**Passage**
This is the first article in a series dedicated to learning about umbilical cord blood stem cell storage. It aims to educate expectant parents by providing them a comprehensive guide to cord blood banking that will help them make an informed decision.
In the past few decades, researchers have discovered the powerful regenerative capability of human stem cells. Stem cells have the unique ability to create other cells and can be harnessed for use in various medical treatments.
The stem cells found in umbilical cord blood are especially useful for a number of reasons. Part I of this cord blood banking education series examines why umbilical cord blood stem cells are so valuable.
The placenta and umbilical cord feed your child nutrients throughout the pregnancy. Shortly after a child is born, the placenta detaches from the uterine wall and passes through the birthing canal. At this point, both the placenta and umbilical cord still contain a generous amount of blood that is rich in stem cells.
Traditionally, both the placenta and the umbilical cord would be discarded as a medical waste. However, this stem cell rich blood can be extracted and preserved for future medical use. Some parents also choose to save their child’s umbilical cord tissue.
Normal stem cells found in adults are very limited in the kinds of cells they can create. For example, a skin stem cell can only create skin cells and stem cells found in bone marrow can only create blood cells.
The stem cells in umbilical cord blood however are unique because they are multipotent stem cells. Multipotent cells are capable of transforming into various types of cells, for example skin cells, cardiac cells and optic cells. Researchers have discovered ways to manipulate umbilical cord blood stem cells into behaving in different ways. That means they can be used for a wide variety of medical treatments including repairing the immune system or restoring red blood cell generation capability.
Umbilical cord stem cells are also very young and are less likely to trigger an immune system response from the recipient. One of the main problems with stem cell transplants is Graft Versus Host Disease, when a patient’s immune system rejects the donor’s stem cells. That is less likely to occur when using the very young stem cells found in umbilical cord blood.
For the same reason, it is easier to find donors-recipient matches for umbilical cord stem cells. Unlike some other types of stem cells, undeveloped stem cells can be transplanted between donors and recipients with a partial genetic match.

**Input data**

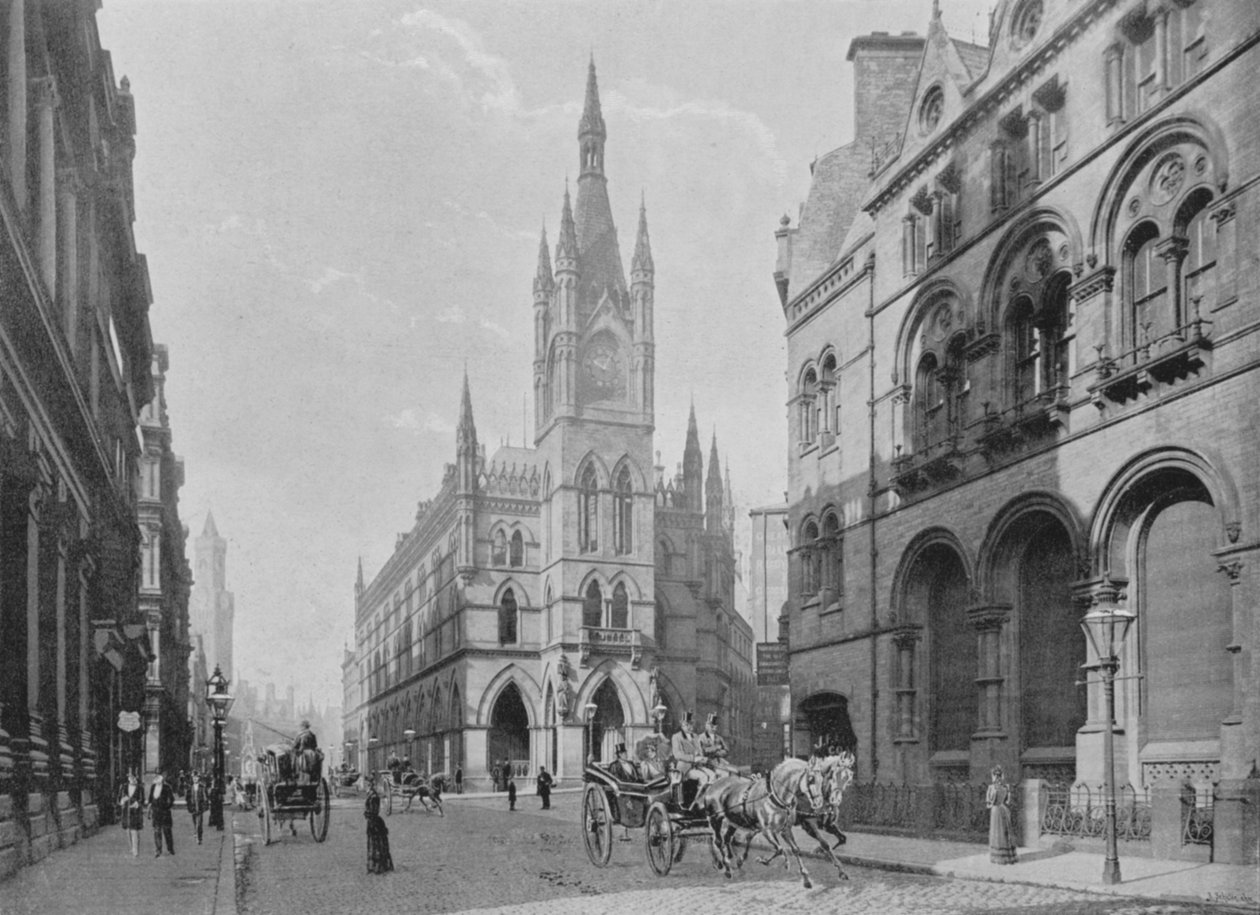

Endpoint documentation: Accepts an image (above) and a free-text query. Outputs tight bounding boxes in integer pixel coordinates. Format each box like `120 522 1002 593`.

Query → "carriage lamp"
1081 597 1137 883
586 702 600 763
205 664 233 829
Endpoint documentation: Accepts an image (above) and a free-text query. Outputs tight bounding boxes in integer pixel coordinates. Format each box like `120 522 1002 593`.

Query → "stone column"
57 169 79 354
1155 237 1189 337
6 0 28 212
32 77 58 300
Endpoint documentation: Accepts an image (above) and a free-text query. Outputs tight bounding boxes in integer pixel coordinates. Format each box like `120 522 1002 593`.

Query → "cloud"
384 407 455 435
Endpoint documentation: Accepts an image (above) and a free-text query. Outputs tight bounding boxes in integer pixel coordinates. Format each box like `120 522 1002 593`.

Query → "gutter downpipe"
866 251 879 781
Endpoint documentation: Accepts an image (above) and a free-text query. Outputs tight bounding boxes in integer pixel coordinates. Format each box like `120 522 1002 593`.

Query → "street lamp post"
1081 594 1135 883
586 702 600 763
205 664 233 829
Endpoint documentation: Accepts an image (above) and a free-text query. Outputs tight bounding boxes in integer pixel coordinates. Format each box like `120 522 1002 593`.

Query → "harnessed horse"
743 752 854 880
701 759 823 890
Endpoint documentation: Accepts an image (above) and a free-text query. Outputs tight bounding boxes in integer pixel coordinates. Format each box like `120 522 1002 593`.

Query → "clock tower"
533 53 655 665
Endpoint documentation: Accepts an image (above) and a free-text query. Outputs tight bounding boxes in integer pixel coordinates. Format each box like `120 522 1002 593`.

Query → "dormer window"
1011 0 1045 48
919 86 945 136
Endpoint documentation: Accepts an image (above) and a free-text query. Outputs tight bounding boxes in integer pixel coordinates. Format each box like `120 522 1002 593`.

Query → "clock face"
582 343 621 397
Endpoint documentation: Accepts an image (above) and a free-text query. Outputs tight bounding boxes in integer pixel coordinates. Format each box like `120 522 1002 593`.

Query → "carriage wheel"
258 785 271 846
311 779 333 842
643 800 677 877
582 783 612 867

...

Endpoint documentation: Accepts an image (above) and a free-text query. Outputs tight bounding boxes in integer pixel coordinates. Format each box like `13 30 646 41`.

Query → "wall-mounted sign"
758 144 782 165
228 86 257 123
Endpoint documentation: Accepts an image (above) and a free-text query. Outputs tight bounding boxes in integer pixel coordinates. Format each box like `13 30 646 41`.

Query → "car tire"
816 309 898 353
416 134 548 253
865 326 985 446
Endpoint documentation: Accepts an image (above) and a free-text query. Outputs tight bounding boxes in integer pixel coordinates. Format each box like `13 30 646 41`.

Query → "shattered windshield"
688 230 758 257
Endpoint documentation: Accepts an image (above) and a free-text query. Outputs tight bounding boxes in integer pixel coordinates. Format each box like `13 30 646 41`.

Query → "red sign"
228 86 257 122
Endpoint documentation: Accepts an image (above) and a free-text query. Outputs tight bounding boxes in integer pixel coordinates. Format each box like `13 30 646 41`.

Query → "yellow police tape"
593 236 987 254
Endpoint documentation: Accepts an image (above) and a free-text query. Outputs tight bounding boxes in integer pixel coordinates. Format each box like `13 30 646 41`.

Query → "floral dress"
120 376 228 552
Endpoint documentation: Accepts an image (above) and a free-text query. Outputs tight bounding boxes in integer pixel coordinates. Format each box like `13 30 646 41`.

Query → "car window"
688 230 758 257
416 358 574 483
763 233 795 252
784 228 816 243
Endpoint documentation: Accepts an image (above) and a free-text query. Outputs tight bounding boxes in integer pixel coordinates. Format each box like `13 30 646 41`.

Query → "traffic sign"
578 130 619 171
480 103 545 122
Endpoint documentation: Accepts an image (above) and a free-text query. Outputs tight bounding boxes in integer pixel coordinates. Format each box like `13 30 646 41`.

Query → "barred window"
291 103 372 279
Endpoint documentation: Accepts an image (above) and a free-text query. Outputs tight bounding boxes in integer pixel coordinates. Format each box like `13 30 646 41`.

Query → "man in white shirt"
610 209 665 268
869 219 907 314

* * *

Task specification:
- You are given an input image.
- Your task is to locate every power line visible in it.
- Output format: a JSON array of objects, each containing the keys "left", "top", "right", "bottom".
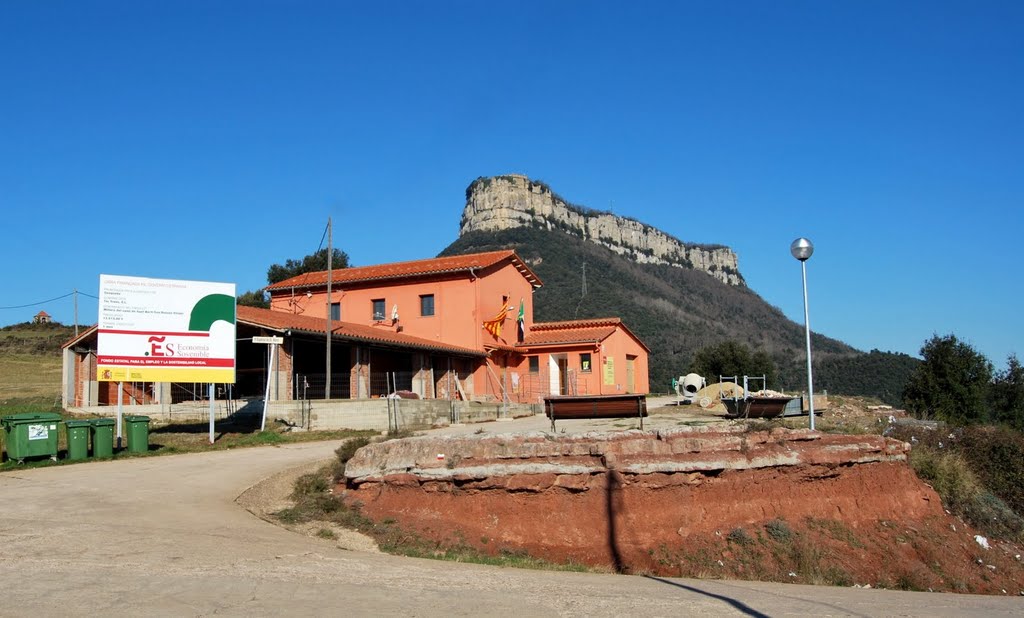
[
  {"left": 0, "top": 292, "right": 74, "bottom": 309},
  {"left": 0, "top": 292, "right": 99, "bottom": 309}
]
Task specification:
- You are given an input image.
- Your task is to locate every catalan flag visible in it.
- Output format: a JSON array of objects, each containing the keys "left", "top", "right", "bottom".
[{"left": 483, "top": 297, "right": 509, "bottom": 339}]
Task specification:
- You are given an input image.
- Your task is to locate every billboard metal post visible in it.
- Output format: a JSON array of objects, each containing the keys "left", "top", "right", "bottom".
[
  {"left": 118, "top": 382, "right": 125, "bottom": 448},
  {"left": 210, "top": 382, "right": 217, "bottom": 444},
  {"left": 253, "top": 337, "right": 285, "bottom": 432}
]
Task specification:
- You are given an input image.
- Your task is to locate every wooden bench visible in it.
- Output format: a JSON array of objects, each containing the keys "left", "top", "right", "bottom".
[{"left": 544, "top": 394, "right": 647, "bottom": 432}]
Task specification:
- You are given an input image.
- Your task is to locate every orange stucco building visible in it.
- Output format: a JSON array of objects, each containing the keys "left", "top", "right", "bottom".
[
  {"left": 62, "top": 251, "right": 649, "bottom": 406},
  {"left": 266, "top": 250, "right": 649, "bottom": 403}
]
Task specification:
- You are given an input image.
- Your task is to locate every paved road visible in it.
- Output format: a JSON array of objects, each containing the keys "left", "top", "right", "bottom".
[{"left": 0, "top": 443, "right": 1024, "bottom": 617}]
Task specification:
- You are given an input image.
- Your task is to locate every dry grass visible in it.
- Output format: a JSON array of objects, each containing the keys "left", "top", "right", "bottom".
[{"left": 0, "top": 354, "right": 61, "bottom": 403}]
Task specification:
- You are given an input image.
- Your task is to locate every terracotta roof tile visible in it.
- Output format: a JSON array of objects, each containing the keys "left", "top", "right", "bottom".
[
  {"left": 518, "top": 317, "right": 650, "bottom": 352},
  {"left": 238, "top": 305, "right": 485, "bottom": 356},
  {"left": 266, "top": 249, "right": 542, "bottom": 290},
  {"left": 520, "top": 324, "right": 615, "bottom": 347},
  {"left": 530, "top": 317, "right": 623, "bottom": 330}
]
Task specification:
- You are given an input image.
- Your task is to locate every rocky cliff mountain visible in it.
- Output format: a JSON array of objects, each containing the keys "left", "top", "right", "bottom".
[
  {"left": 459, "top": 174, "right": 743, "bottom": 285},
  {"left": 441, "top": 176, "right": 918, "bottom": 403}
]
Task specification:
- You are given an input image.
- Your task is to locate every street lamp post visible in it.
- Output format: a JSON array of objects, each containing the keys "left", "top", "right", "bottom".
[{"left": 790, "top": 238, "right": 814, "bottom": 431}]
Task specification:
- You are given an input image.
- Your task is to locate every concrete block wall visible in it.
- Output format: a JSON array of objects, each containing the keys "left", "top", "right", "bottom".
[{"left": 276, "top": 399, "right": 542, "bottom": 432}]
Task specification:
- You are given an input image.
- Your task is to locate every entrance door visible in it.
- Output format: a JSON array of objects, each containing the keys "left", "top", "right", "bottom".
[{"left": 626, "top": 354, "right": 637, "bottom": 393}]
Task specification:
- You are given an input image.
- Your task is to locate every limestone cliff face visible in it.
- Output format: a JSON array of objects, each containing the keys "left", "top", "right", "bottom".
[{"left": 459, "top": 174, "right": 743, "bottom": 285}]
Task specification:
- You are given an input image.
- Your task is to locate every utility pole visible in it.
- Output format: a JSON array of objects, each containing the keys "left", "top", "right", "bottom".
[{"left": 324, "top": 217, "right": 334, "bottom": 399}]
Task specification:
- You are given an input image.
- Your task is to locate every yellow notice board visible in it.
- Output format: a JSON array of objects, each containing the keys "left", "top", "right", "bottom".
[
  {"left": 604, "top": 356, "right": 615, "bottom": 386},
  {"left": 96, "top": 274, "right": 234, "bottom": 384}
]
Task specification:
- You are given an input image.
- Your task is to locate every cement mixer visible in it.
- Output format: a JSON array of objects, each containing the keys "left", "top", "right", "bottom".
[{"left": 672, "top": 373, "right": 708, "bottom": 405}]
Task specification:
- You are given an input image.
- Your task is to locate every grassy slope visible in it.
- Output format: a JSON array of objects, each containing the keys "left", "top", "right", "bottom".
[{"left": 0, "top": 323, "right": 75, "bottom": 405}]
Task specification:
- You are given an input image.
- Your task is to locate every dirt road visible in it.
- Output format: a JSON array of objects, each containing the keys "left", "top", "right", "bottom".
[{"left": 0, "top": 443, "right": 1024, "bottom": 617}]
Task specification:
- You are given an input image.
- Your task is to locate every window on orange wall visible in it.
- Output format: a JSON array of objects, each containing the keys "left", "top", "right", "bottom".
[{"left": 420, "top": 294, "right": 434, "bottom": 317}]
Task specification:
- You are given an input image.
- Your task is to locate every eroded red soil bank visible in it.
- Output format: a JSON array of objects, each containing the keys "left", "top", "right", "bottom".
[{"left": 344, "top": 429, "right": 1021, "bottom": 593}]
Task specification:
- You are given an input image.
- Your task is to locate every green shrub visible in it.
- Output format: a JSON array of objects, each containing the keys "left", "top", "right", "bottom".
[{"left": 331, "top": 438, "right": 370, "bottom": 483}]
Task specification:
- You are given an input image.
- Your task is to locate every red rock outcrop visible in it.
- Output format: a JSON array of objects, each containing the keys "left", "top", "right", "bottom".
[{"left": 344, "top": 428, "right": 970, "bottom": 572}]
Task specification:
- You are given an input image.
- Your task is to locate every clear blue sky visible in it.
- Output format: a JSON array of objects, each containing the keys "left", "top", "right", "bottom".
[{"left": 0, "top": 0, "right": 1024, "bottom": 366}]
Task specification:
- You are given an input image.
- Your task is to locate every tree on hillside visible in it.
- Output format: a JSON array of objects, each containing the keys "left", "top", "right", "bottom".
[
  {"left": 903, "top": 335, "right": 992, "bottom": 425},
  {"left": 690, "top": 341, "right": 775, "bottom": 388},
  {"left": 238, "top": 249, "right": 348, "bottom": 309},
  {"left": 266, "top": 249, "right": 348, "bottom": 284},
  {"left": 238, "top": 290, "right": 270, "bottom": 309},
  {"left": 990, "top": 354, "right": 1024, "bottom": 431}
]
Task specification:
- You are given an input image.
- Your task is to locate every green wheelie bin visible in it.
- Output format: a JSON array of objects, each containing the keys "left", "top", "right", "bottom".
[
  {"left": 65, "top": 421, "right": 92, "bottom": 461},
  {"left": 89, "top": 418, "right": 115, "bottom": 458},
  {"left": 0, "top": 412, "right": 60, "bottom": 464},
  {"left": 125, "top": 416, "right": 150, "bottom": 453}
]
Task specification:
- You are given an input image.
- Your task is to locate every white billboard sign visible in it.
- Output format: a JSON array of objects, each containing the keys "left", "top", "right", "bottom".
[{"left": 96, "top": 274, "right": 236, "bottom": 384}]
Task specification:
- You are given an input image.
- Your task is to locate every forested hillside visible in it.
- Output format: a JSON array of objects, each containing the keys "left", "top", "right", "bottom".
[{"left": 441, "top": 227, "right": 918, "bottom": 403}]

**Exercise goal**
According to the cord blood text, what was traditionally done with the placenta and umbilical cord after birth? The data has no connection to the cord blood text.

**Solution to this task**
Both were discarded as medical waste.